Paolo
Cugini
È già il segno di un grande cammino spirituale ed umano
riuscire a guardare senza paura la ferita che ci brucia dentro l’anima, senza
cercare di nasconderla, come di solito facciamo. Quando poi impariamo a non
identificare la ferita con il tutto della nostra identità vuole dire che di
strada dentro di noi ne abbiamo fatta e tanta. La ferita, infatti, non è il
tuto dell’esistenza, ma un aspetto del cammino. Vincere la tentazione di
lasciare che il sangue della ferita ci devasti di paura richiede molta energia
spirituale. Occorre avere chiaro l’orizzonte della propria esistenza per non
farsi sorprendere dai sentimenti negativi del momento. Ed è proprio in questi
attimi di possibile disperazione che emerge con forza il cammino fatto o non
compiuto. Prendersi tempo per curare la ferita, per lasciarsela curare, per
permettere all’amore di entrare là dove la paura ha preso il sopravvento. Tempo
e amore vanno sempre in compagnia, perché non si ama davvero se non ci si dà il
tempo di amare e lasciarsi amare. Ed è nel tempo che la ferita lentamente si
chiude, lasciando probabilmente una lieve cicatrice, necessaria per ricordarci
chi siamo e da dove veniamo.
La ferita dell’anima è anche sintomo della vita che ci
richiama ad un’armonia infranta. Nel vortice degli eventi della vita quotidiana
a volte ci dimentichiamo di noi stessi. Un giorno, una ferita, ci obbliga a
fermarci, a guardarla e, tanto più è profonda, tanto più necessita di cura.
★ ★ ★ ★
__Il tuo compito__:
Prosegui la riflessione sulla ferita dell'anima, ripartendo subito dopo la sua ultima frase. Questi dati provengono da un'altra fonte.

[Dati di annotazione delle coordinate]
★ ★ ★ ★
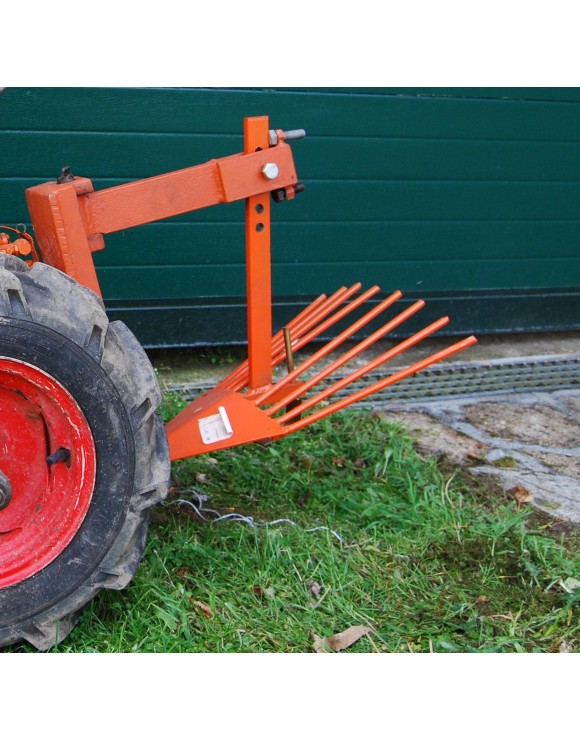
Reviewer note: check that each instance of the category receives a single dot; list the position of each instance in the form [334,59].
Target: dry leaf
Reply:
[340,641]
[521,495]
[204,609]
[314,588]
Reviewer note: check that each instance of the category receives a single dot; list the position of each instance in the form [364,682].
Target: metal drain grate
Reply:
[521,374]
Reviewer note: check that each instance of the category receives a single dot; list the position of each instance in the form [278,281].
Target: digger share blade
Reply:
[233,413]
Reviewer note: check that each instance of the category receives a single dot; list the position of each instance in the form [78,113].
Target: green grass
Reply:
[429,558]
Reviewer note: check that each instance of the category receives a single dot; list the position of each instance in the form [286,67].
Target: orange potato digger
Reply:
[84,454]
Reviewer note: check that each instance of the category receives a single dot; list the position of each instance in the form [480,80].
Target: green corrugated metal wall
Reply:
[467,197]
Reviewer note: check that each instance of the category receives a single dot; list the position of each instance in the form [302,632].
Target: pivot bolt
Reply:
[270,170]
[5,491]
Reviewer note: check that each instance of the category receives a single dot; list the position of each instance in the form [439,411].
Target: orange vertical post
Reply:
[258,276]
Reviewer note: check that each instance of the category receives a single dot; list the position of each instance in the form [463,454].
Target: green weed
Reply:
[258,548]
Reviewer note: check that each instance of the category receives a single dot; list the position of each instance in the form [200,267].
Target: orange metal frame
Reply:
[70,220]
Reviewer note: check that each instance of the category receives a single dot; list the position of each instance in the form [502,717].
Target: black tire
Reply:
[49,321]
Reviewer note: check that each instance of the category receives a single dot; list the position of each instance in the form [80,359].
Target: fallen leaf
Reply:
[521,495]
[340,641]
[314,588]
[204,609]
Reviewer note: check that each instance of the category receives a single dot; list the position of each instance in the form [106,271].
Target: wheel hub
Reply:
[5,491]
[47,469]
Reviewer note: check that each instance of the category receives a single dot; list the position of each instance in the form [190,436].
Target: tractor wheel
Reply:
[83,452]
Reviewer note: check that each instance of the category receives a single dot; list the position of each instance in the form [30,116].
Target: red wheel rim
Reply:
[38,416]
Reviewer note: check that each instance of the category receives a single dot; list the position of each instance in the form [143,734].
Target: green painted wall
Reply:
[469,197]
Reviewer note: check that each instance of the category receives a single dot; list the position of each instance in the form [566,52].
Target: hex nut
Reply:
[270,170]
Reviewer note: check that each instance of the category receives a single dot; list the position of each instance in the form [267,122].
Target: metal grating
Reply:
[513,375]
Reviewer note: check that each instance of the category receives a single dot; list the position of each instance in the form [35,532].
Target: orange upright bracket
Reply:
[258,262]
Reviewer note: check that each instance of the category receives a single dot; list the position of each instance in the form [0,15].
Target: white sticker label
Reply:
[215,428]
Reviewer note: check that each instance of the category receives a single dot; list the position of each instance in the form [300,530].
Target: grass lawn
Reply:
[267,549]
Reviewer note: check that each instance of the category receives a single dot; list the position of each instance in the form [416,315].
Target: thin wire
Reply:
[234,516]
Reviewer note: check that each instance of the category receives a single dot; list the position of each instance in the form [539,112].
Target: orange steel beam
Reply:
[70,218]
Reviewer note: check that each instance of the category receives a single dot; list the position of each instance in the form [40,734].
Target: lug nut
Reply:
[5,491]
[270,170]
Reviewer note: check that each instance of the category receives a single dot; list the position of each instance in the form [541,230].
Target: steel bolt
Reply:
[5,491]
[270,170]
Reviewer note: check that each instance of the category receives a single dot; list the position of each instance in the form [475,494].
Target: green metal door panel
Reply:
[469,196]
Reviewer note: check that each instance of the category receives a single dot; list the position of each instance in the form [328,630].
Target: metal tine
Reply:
[347,357]
[301,323]
[337,341]
[306,324]
[380,385]
[299,328]
[242,371]
[369,367]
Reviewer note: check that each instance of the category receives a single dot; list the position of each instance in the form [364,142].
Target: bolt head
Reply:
[270,170]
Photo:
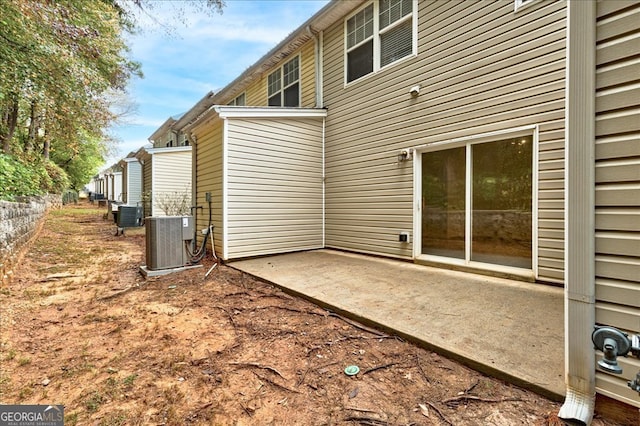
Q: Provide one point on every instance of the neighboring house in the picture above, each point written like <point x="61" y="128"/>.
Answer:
<point x="98" y="184"/>
<point x="113" y="183"/>
<point x="453" y="136"/>
<point x="131" y="179"/>
<point x="166" y="180"/>
<point x="168" y="135"/>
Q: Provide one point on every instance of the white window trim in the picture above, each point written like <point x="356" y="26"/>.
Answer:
<point x="376" y="39"/>
<point x="417" y="200"/>
<point x="282" y="86"/>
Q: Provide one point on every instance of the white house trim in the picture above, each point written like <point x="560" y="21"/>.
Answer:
<point x="268" y="112"/>
<point x="579" y="300"/>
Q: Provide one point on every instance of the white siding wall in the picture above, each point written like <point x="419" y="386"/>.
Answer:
★ ★ ★ ★
__Risposta al problema__:
Benvenute le ferite profonde che ci obbligano a sederci, a piangere dal dolore,
a pensare alle cause, a come è potuto succedere, infine, a pensare un po' a sé
stessi. È curando le ferite che scopriamo che il tempo dedicato a noi stessi,
non è un lusso che ci concediamo, ma un dono che tonifica l’esistenza. E
allora, lentamente, le lacrime si trasformano in sorrisi, il pianto in
allegria, il dolore in amore. Perché, come diceva Gesù, non possiamo amare gli
altri se prima non amiamo noi stessi. Non possiamo chinarci sulle ferite degli
altri, se non abbiamo imparato a curare le nostre.
Grazie, Signore, del dono della ferita. E della gioia della
cura, che riempie il cuore e dona la forza di continuare il cammino con una
maggiore consapevolezza di sé.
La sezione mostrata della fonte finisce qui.